- _Source extract_:
++++++++++
A second look at Hercules

Hercules21Back to the Four Seasons Centre last night for a second look at Peter Sellars’ production of Handel’s Hercules.  This time we were sitting lower down in the house, in the front, left of the orchestra ring.  As predicted the set wasn’t as effective as when seen from higher up but in some ways the lighting effects were more successful.  Given the house’s acoustic properties favour the rings I’d say this is definitely one to see from somewhere other than the orchestra.

What did I particularly notice compared to opening night?  First off, Richard Croft.  I think I was so wrapped up in Lucy Crowe and Eric Owen’s singing the first time around that I almost failed to notice what a fine performance he gave.  His voice is very mature for a tenor now but he’s a terrific interpreter of text and has flawless technique.  His intensity remains remarkable.  And the schtick with the crutches?  It turns out he recently had hip surgery.
++++++++++
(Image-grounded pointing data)
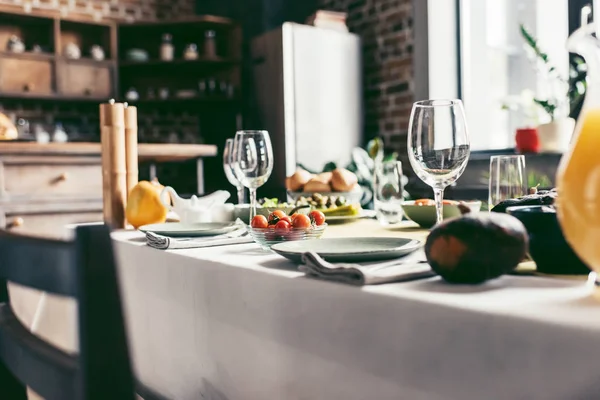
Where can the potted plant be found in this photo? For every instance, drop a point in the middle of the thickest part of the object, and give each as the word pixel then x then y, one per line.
pixel 562 99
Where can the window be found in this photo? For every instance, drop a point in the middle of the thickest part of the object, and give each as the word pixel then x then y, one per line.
pixel 496 68
pixel 473 49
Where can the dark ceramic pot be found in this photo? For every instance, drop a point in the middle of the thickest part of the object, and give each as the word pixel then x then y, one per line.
pixel 547 245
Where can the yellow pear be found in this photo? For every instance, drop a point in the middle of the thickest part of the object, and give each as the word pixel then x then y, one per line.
pixel 144 206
++++++++++
- _Tasks and exercises_:
**1.** Print the part of the Hercules review between "Hercules21Back to the" and "than the orchestra.", inclusive.
**2.** Summarize the Hercules review in two sentences.
**3.** Go on with the Hercules review from its final sentence.

- _Set of answers_:
**1.**
Hercules21Back to the Four Seasons Centre last night for a second look at Peter Sellars’ production of Handel’s Hercules.  This time we were sitting lower down in the house, in the front, left of the orchestra ring.  As predicted the set wasn’t as effective as when seen from higher up but in some ways the lighting effects were more successful.  Given the house’s acoustic properties favour the rings I’d say this is definitely one to see from somewhere other than the orchestra.

**2.** The writer returned to the Four Seasons Centre for a second look at Peter Sellars' production of Handel's Hercules and sat lower in the house, where the set was less effective but the lighting was in some ways more successful. This time the writer paid closer attention to Richard Croft, praising his interpretation of text, flawless technique and intensity, and noted that his use of crutches followed recent hip surgery.

**3.**
Hercules22What else?  There’s a scene in Act 1 where the chorus and almost everybody else are partying.  In the dancing, drinking crowd there’s an island of stillness around Hercules and Iole is curled up in a foetal position next to the BBQ.  Also when Dejanira is accusing Hercules of infidelity (and both of them are hitting the bottle pretty hard) Hercules is trying desperately to be physically affectionate but can’t.  In both cases intimacy, even human contact, is impossibly painful.  It’s classic PSTD and if you’ve ever been there you could not fail to be moved.

There’s also the final scene.  I find this enormously problematic.  It’s based on a very 18th century notion of “liberty”.  Hercules is dead and Iole and Hyllus marry in some sort of symbolic reconciliation of something.  What?  Here’s the text:

69. Recitative

Ye sons of freedom, now, in every clime,
With joyful accents sing the deathless chief,
By virtue to the starry mansions rais’d.

70. Chorus of Trachinians

To him your grateful notes of praise belong,
The theme of liberty’s immortal song!
Aw’d by his name, oppression shuns the light,
And slavery hides her head in depths of night,
While happy climes to his example owe
The blessings that from peace and freedom flow.
To him. . . da capo

What “liberty”did Hercules bring to Iole or, still more, Oechalia?  The “liberty” Allied bombers brought to Dresden and Hiroshima?  Sellars chooses to play it straight.  It’s about hope for the future and a community reunited.  Is that ever true when we return from brutal and morally questionable war?  Can it ever be true?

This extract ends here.